### Task directions:
Write out, unaltered, each line from the top of the records below down to the line where "Q: Point to every instance of the green plant" appears, that line included.

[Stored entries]
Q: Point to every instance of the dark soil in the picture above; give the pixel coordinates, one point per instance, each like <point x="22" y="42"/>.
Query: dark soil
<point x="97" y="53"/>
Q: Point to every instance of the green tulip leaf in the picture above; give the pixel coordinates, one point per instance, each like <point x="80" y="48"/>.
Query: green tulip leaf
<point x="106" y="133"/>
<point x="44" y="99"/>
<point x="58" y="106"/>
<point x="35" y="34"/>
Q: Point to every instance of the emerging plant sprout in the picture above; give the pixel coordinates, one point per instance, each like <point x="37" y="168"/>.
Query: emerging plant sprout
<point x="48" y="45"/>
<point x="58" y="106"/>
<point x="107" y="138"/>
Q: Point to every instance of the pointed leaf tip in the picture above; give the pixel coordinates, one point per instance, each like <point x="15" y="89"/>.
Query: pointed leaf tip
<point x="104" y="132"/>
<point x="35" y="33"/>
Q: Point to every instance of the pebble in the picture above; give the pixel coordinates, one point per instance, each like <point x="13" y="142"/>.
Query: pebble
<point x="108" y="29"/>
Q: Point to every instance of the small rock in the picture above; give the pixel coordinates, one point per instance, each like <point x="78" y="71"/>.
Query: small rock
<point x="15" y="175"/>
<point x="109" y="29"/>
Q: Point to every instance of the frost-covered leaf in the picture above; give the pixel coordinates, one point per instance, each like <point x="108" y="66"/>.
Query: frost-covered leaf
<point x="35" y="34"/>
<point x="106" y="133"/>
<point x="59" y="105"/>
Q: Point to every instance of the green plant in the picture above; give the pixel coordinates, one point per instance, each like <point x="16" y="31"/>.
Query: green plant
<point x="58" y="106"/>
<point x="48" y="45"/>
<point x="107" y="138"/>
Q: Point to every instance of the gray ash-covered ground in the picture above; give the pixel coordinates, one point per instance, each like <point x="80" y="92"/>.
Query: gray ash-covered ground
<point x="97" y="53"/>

### Result below:
Q: Point to every instance of the dark soil in the picture above; give the pixel coordinates, one point per instance, each like <point x="22" y="42"/>.
Query: dark soil
<point x="97" y="53"/>
Q: Point to every instance of the green tulip leaf in the picture above; give the pixel coordinates, one point per instance, each like <point x="80" y="48"/>.
Query: green tulip leaf
<point x="106" y="133"/>
<point x="44" y="99"/>
<point x="58" y="106"/>
<point x="35" y="34"/>
Q: Point to every instance of the emerging plant sprout in the picture above; give the pixel coordinates, one point per instance, each like <point x="37" y="168"/>.
Query: emerging plant sprout
<point x="48" y="45"/>
<point x="58" y="106"/>
<point x="107" y="138"/>
Q: Point to every instance of the pointed leaf tip in the picture above; give the pixel coordinates, one point per instance, each like <point x="15" y="89"/>.
Query: pointed leaf tip
<point x="104" y="132"/>
<point x="35" y="33"/>
Q: Point to every instance of the pebble in the picture above; give the pixel coordinates, one point per instance, each like <point x="13" y="142"/>.
Query: pebble
<point x="108" y="29"/>
Q: Point to every instance of the small rock in the picture above; give the pixel coordinates, one point per instance, each like <point x="78" y="71"/>.
Query: small rock
<point x="15" y="175"/>
<point x="109" y="29"/>
Q: Point to every instance of the frost-covered leaf in the picture above; give the pixel coordinates, one point per instance, each like <point x="108" y="66"/>.
Query: frost-covered leaf
<point x="35" y="34"/>
<point x="106" y="133"/>
<point x="59" y="105"/>
Q: Point to every instance of the green plant in the picture above; give the pixel coordinates, one point per instance, each like <point x="16" y="31"/>.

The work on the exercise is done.